___ Entries supplied ___
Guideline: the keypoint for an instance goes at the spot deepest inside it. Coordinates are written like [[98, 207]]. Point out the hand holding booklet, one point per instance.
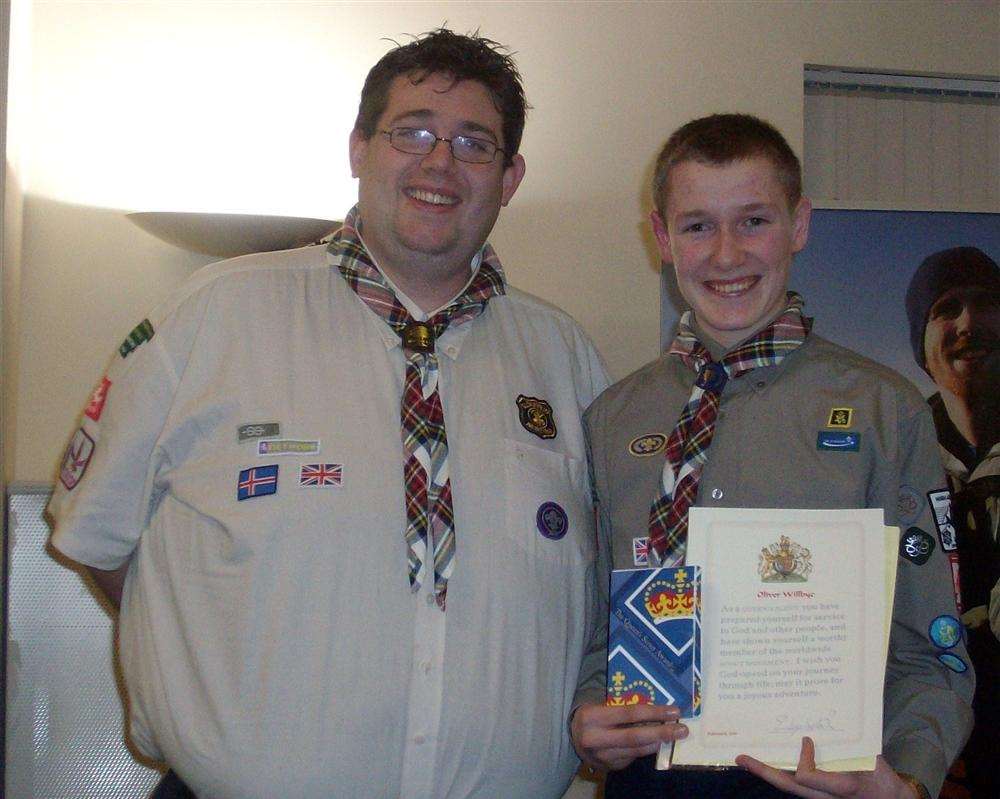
[[791, 637]]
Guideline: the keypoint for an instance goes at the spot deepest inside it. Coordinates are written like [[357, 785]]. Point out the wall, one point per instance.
[[223, 106]]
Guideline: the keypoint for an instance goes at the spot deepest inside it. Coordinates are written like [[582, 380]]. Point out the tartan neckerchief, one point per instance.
[[687, 446], [425, 442]]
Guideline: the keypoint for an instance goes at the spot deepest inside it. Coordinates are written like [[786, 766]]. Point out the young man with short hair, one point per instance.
[[743, 401]]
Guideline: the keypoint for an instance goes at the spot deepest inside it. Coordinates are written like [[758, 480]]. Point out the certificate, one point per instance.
[[795, 620]]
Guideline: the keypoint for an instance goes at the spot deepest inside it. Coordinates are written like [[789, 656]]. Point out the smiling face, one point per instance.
[[962, 340], [431, 212], [730, 236]]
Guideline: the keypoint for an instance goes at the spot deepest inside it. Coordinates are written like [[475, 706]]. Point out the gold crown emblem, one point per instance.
[[637, 692], [784, 561], [666, 599]]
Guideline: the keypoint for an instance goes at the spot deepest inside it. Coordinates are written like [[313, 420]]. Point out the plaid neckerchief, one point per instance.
[[687, 447], [425, 443]]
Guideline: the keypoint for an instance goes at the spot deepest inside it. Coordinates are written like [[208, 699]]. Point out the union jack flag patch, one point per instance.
[[316, 475], [257, 482]]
___
- _Problem details_
Write out all of the rows above again, swapping "Point out" for "Indicate" wherever it occurs and leaving everything else unchanged. Leave the pictures out of your answer.

- _Answer in full_
Guideline: the keypoint for an instance goes at the spot deepest inside it. Coordinates are written like [[98, 207]]. Indicate the hand holding booklet, one point per instance.
[[791, 637]]
Guideline: the keypoint for an instance goes at the spot deepest inside it. Coordinates are written like [[357, 785]]. Indicate the wall, one point per instance.
[[223, 106]]
Guideline: the keypoint for an instance goes at the spot deepest inside it. Coordinates are written like [[582, 380]]. Indicate the tartan neckerchief, one point per instance.
[[687, 446], [425, 442]]
Guideline: the keypoint for an instance goes at the spot deepest inside it. Coordinates are written like [[786, 766]]. Indicate the young man with short hair, one point per instance.
[[743, 401]]
Guideline: the keypoint for an instance goes at the spot deepest inside it. Coordinates are written like [[758, 480]]. Indicate the certificate, one point per instance.
[[795, 620]]
Guideline: the keypoint for an instance goes at the spot deepest inside it. Coordinates are written like [[789, 656]]. Indicate the smiling face, one point per instance.
[[962, 340], [431, 212], [730, 236]]
Guideline: the keypoint for an instance goes at the spot deepest inside it. Coordinates are written like [[475, 706]]. Indicate the gold crown emblem, one point per instance.
[[637, 692], [784, 561], [666, 599]]
Guideline: the keypoint for an instance goes at the spot deepest inside it. Coordinates are written like [[313, 420]]. Indicate the plaid neckerchief, one point per instance.
[[687, 447], [425, 443]]
Guideline: the keypoint for an instance goes at the spot deepest inside it. Coordinates are written like [[208, 699]]. Indicate the union jack flag patch, one point per instance.
[[316, 475], [257, 482]]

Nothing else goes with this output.